Information given ▸
+ + + + + + +
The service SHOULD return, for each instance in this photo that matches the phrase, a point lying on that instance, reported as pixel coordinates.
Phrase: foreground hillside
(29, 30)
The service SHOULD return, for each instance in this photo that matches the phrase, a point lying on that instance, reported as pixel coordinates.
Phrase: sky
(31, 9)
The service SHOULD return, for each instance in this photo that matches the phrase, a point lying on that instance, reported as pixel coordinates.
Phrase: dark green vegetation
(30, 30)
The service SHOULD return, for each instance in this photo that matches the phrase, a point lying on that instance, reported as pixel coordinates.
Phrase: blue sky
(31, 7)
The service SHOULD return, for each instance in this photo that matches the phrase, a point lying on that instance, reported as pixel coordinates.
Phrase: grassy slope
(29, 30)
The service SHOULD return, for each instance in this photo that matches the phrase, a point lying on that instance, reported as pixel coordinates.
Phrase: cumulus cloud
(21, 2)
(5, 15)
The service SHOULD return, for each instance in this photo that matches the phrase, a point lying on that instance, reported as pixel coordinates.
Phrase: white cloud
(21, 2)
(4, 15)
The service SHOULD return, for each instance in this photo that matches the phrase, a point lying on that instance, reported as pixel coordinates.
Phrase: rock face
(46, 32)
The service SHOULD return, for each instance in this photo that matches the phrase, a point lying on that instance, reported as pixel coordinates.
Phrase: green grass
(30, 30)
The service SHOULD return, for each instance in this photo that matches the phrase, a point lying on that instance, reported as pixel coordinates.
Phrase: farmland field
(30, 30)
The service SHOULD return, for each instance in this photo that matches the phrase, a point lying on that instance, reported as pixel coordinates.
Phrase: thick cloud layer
+ + + + + + +
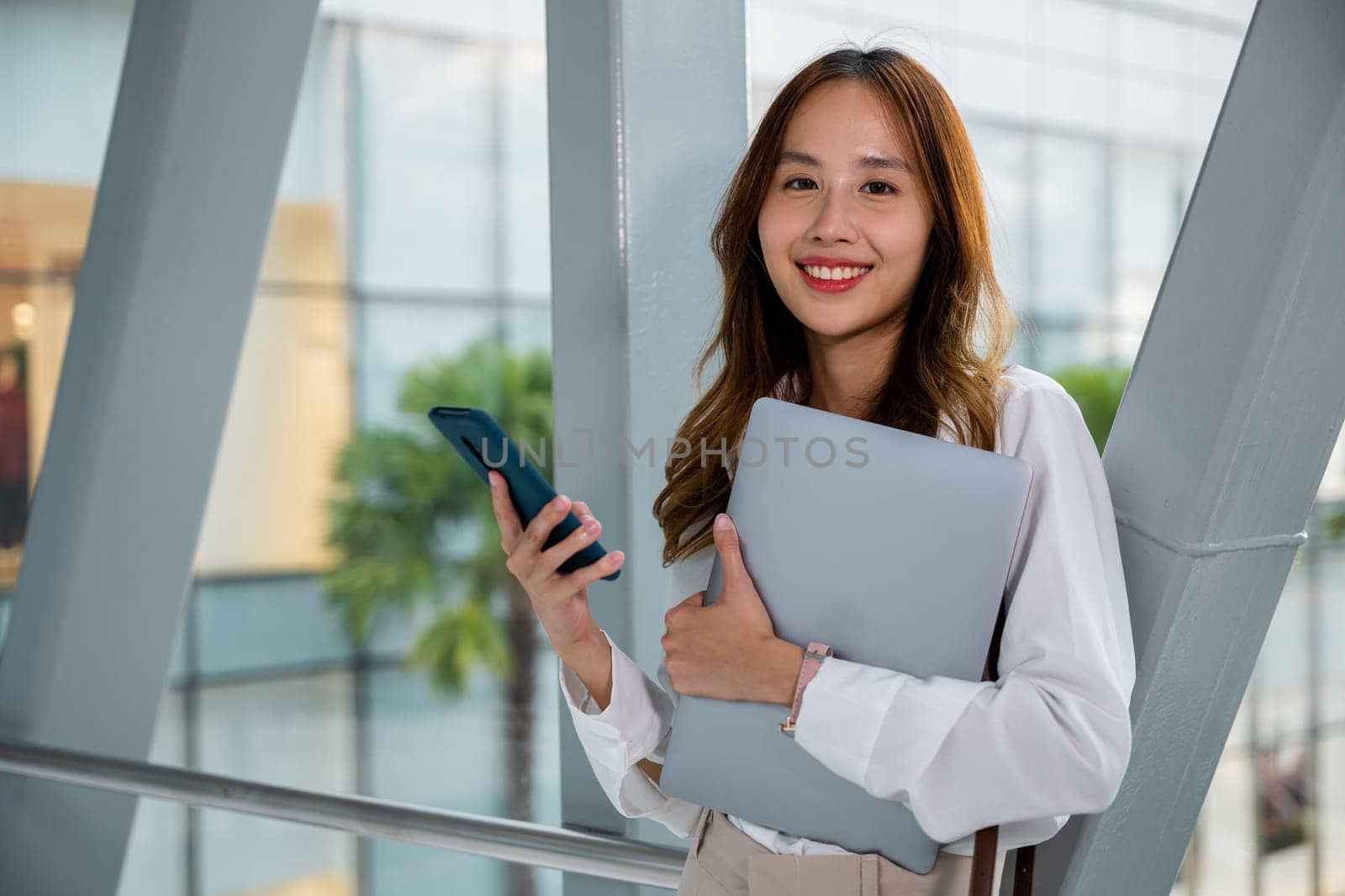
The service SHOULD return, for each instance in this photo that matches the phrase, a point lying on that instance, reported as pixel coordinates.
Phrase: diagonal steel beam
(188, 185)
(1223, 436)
+ + + + + + +
Copy out every line of the records that contains the string "cloud".

Phrase: cumulus cloud
Phrase: white cloud
Phrase: thick cloud layer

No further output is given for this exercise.